----- Working data

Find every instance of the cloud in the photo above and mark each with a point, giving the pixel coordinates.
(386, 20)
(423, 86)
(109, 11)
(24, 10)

----------

- Given task -
Render the lines above as a JSON list of strings, one string per line, leaving out any blank lines.

- Response to the exercise -
[
  "Find every instance of the cloud in the photo above and mark each with a point, giving the pixel coordinates.",
  "(386, 20)",
  "(423, 86)",
  "(109, 11)",
  "(24, 10)"
]